** Begin **
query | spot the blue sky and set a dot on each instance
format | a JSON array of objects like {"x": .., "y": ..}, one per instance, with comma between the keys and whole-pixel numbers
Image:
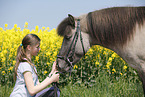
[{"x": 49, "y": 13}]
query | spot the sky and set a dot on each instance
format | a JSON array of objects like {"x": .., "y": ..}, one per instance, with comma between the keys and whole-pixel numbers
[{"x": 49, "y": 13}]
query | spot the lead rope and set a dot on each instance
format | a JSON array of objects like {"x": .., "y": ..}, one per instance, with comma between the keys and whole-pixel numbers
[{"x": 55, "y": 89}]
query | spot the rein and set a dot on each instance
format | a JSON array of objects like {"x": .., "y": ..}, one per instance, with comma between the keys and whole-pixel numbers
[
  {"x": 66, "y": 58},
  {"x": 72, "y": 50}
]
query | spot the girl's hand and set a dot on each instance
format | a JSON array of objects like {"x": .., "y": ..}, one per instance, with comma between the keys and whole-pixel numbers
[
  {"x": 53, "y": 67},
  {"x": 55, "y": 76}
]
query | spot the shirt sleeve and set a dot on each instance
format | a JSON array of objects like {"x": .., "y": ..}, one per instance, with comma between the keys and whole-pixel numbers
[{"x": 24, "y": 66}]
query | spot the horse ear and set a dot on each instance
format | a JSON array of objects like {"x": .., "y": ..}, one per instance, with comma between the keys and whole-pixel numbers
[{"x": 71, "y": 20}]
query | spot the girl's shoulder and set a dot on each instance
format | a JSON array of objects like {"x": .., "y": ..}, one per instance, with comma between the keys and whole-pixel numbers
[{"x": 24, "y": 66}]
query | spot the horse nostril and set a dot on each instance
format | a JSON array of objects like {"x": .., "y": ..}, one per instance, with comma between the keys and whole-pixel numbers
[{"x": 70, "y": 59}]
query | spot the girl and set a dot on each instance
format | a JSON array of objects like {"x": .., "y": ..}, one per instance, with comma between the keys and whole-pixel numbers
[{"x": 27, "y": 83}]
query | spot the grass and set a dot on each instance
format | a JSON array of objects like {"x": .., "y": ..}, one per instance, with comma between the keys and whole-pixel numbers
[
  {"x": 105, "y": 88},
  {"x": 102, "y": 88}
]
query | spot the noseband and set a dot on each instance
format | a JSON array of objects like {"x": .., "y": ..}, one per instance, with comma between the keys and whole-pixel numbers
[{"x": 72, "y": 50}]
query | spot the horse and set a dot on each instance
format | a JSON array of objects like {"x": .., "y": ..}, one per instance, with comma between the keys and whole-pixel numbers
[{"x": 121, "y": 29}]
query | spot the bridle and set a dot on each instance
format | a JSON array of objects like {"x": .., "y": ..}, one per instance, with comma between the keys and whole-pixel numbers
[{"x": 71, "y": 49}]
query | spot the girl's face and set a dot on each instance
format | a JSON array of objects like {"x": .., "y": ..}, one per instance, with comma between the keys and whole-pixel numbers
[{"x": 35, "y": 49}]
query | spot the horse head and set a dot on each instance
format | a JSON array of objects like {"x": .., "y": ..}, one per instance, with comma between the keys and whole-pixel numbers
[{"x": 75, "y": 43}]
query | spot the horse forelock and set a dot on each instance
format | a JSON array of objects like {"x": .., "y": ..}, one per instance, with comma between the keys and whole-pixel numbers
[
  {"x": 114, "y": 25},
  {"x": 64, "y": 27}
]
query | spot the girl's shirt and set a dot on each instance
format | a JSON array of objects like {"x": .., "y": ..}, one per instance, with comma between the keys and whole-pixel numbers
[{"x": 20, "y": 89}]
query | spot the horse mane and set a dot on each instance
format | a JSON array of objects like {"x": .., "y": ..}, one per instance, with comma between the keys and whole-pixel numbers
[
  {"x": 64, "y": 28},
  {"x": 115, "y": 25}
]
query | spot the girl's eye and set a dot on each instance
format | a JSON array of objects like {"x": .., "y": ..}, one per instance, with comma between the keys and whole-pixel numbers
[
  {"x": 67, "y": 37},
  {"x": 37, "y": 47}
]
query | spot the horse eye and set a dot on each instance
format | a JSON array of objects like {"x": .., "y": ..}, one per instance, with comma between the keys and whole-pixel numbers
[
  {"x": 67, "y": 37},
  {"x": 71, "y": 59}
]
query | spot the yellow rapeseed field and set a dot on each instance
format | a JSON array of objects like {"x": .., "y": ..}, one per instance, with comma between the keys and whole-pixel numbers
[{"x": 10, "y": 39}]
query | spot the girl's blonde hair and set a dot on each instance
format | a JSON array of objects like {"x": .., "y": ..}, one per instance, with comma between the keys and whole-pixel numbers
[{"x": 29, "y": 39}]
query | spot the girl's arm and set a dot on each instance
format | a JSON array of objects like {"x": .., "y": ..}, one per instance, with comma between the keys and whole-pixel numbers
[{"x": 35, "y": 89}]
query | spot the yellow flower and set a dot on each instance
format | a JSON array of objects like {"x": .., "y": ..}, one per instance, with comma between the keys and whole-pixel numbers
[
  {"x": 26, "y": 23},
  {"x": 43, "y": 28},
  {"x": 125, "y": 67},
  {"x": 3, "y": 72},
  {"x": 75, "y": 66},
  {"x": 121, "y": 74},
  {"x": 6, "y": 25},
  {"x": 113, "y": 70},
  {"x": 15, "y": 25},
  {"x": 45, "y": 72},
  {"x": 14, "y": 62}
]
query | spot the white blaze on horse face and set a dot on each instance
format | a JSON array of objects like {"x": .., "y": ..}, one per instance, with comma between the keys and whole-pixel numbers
** End **
Repeat the listing verbatim. Skip the pictures.

→ **SOLUTION TO THIS PROBLEM**
query | spot the blue sky and set a dot on each instance
format | a JSON array of objects like {"x": .., "y": ..}, one per instance, with comma between the keys and whole-pixel numbers
Image:
[{"x": 49, "y": 13}]
query | spot the sky and set a dot on each instance
format | a JSON array of objects like {"x": .., "y": ..}, one per instance, with comma between the keys and whole-pixel numbers
[{"x": 49, "y": 13}]
query | spot the lead rope and set a dot on each instance
format | a JSON array of objects like {"x": .., "y": ..}, one per instance, with comma between the keys and whole-pixel numbers
[{"x": 55, "y": 89}]
query | spot the rein and set a dot on each instance
format | a JSON array of objects like {"x": .., "y": ..}, one per instance, with comma between the keys and whole-pixel numbers
[
  {"x": 66, "y": 58},
  {"x": 72, "y": 50}
]
query | spot the girl's hand and set a dot on each instance
format | a JSON array of objects like {"x": .., "y": ..}, one per instance, with comma between the keys and whole-pixel numbers
[
  {"x": 53, "y": 67},
  {"x": 55, "y": 76}
]
query | spot the shirt sleeve and set a dot on each instance
format | a JSON array of objects like {"x": .., "y": ..}, one per instance, with comma between the keys and whole-pixel numbers
[{"x": 24, "y": 66}]
query | spot the horse ear and set a dot on each instance
format | a JSON array of objects like {"x": .., "y": ..}, one per instance, with comma between the keys and whole-pixel numbers
[{"x": 71, "y": 20}]
query | spot the girl's shoulder and set a dot on each instance
format | a JSON array of objects like {"x": .., "y": ..}, one per instance, with comma between the keys and whole-pixel numbers
[{"x": 24, "y": 66}]
query | spot the horse nostril and set a dot on each instance
format | a JSON array of objects like {"x": .., "y": ..}, one per instance, with comma between the keys and whole-pixel numbers
[{"x": 70, "y": 59}]
query | spot the girl and set a dot on each instance
format | a JSON array of objects like {"x": .., "y": ..}, one per instance, with comma between the keys and whole-pixel numbers
[{"x": 27, "y": 83}]
query | spot the grass and set a dot on each instance
format | a JSON array of objects like {"x": .., "y": ..}, one per instance, with comma between the keys and whole-pixel numbers
[
  {"x": 105, "y": 88},
  {"x": 102, "y": 88}
]
query | spot the noseband and set a dot on each instance
format | a JSON array of objects like {"x": .., "y": ..}, one per instance, with comma between the keys and whole-pixel numbers
[{"x": 72, "y": 50}]
query | spot the horse and set a dot on each instance
format | a JSON array of objects like {"x": .., "y": ..}, one per instance, with comma between the keys and whole-pixel numbers
[{"x": 121, "y": 29}]
query | spot the bridle and set a dot on each instance
format | a JSON array of objects like {"x": .., "y": ..}, one per instance, with comma between the keys and whole-pixel numbers
[{"x": 71, "y": 49}]
query | spot the girl's face and set a dot on each instance
format | a JSON array of objects like {"x": .., "y": ..}, one per instance, with comma between the keys and whole-pixel numbers
[{"x": 35, "y": 49}]
query | spot the horse head and set a dot on each instance
format | a JSON array of objects like {"x": .., "y": ..}, one per instance, with comma between the keys and whole-pixel numbers
[{"x": 75, "y": 43}]
query | spot the horse forelock and set a dot on each instance
format | a JSON array of objects like {"x": .., "y": ..}, one per instance, with comma between the keys and whole-pixel numbers
[
  {"x": 114, "y": 25},
  {"x": 64, "y": 27}
]
query | spot the girl's shirt and set a dot on each instance
format | a JSON array of objects like {"x": .., "y": ..}, one per instance, with comma between the keys and whole-pixel numbers
[{"x": 20, "y": 89}]
query | spot the horse mane and set a dot on each instance
format | a JSON array of objects like {"x": .., "y": ..}, one per instance, with comma between the keys and whole-pixel numbers
[
  {"x": 64, "y": 28},
  {"x": 115, "y": 25}
]
query | spot the girl's eye and set a dot on each instance
format | a JSON array of objects like {"x": .., "y": ..}, one per instance, with comma between the keys and whole-pixel numbers
[
  {"x": 67, "y": 37},
  {"x": 37, "y": 47}
]
query | spot the horse eye and set a dot on each instance
format | a JSON array of objects like {"x": .., "y": ..}, one per instance, with comma between the keys and whole-pixel numbers
[
  {"x": 67, "y": 37},
  {"x": 71, "y": 59}
]
query | spot the yellow rapeseed field and set a dot on each instance
format | a JSON array of objects like {"x": .., "y": ..}, one per instance, with comma between the keys and whole-pixel numbers
[{"x": 10, "y": 39}]
query | spot the girl's blonde hair and set a dot on each instance
format | a JSON array of objects like {"x": .., "y": ..}, one per instance, with comma between the keys and whole-pixel numbers
[{"x": 29, "y": 39}]
query | spot the girl's arm and set a dot on each instance
format | a JSON array of objects like {"x": .., "y": ..}, one per instance, with comma between the keys and whole-pixel numbers
[{"x": 35, "y": 89}]
query | spot the yellow flower and set a dot on each instance
format | a JSON array of objects like {"x": .., "y": ..}, one per instance, with comma between the keys and whole-pixel numbers
[
  {"x": 26, "y": 23},
  {"x": 43, "y": 28},
  {"x": 125, "y": 67},
  {"x": 3, "y": 72},
  {"x": 75, "y": 66},
  {"x": 121, "y": 74},
  {"x": 6, "y": 25},
  {"x": 113, "y": 70},
  {"x": 15, "y": 25},
  {"x": 45, "y": 72},
  {"x": 14, "y": 62}
]
query | spot the white blaze on horse face and set a dot on each instance
format | a JSON array of objects like {"x": .., "y": ..}, one per instance, with comma between the keys and whole-pixel numbers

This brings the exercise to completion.